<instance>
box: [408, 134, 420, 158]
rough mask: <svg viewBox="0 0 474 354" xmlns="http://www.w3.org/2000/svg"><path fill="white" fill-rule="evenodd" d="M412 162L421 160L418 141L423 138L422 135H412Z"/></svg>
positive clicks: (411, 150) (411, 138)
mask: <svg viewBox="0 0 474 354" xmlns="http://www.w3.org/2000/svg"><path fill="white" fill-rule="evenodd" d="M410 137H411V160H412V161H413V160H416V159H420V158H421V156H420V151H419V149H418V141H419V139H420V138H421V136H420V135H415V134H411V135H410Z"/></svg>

——————————

## Goal of the exercise
Lay out every line of the entries above as a JSON list of strings, one string per line, with any blank lines omitted.

## Exercise solution
[
  "<instance>",
  "box: [408, 134, 420, 158]",
  "rough mask: <svg viewBox=\"0 0 474 354\" xmlns=\"http://www.w3.org/2000/svg\"><path fill=\"white\" fill-rule=\"evenodd\" d=\"M412 162L421 160L418 141L423 138L422 135H412Z\"/></svg>",
  "positive clicks: (411, 150) (411, 138)",
  "mask: <svg viewBox=\"0 0 474 354\" xmlns=\"http://www.w3.org/2000/svg\"><path fill=\"white\" fill-rule=\"evenodd\" d=\"M410 137H411V160H412V161H413V160H416V159H420V158H421V156H420V151H419V149H418V141H419V139H420V138H421V136H420V135H415V134H411V135H410Z\"/></svg>"
]